┏━━

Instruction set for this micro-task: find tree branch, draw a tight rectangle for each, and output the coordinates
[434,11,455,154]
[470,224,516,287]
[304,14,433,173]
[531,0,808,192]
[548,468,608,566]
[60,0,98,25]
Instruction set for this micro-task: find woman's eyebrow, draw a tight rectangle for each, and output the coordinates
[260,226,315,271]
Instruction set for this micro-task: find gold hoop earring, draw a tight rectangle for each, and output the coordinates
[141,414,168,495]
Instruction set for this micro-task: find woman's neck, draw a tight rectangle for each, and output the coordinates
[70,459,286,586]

┗━━
┏━━

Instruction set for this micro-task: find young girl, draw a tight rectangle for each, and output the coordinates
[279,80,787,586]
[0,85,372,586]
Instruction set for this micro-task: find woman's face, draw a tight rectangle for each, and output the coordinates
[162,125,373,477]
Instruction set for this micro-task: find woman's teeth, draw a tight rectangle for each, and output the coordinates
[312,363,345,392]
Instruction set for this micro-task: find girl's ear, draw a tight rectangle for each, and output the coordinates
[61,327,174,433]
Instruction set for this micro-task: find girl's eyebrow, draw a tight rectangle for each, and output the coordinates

┗━━
┏━━

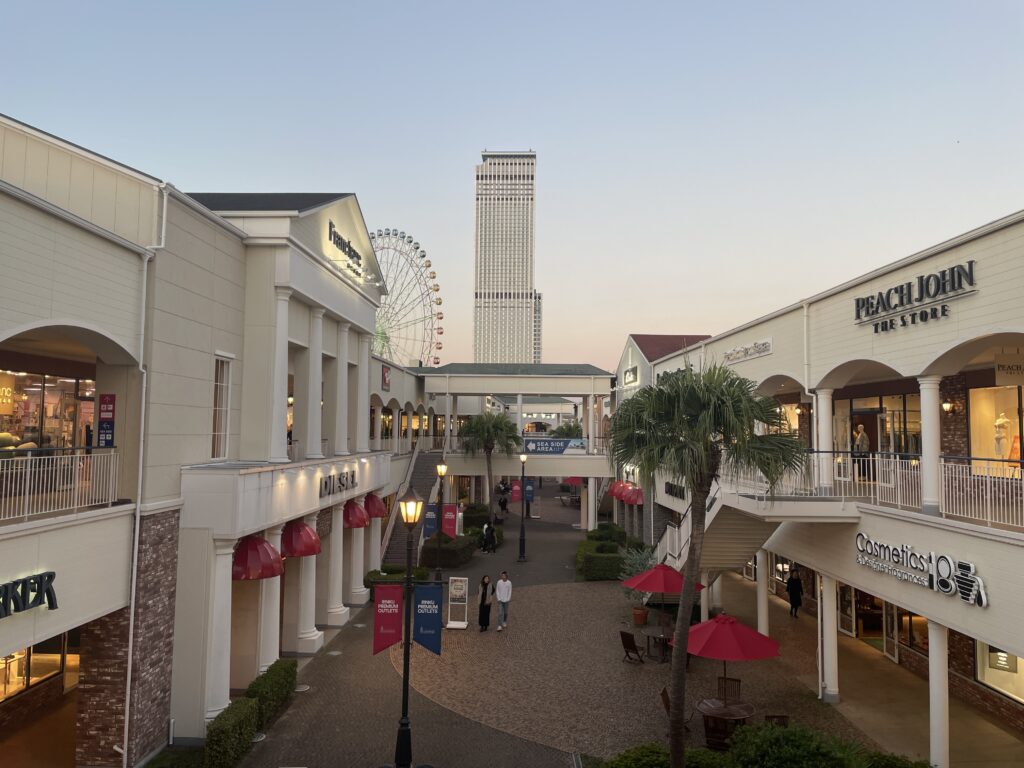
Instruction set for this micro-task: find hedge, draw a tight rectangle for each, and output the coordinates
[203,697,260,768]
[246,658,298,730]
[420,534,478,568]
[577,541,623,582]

┗━━

> **WHAT IS BEING ASKED**: Copy everything from the line containing "Instruction set for this micro-task: find woman's face, draw" down to the line containing "[61,327,174,433]", changing "tight rectangle" to "close-fitting box" and leaving the rest untouched.

> **TASK OUTPUT**:
Instruction set for this micro-task: find woman's face, draw a close-fitting box for each, and output the coordinates
[162,125,373,477]
Instruction set for this micro-task: find woman's teeth, draw a close-fitting box for each, and output the coordinates
[312,363,345,392]
Instruction set for this micro-task: find girl's ear, draw a close-fitting box for each, and output the coordinates
[61,327,174,433]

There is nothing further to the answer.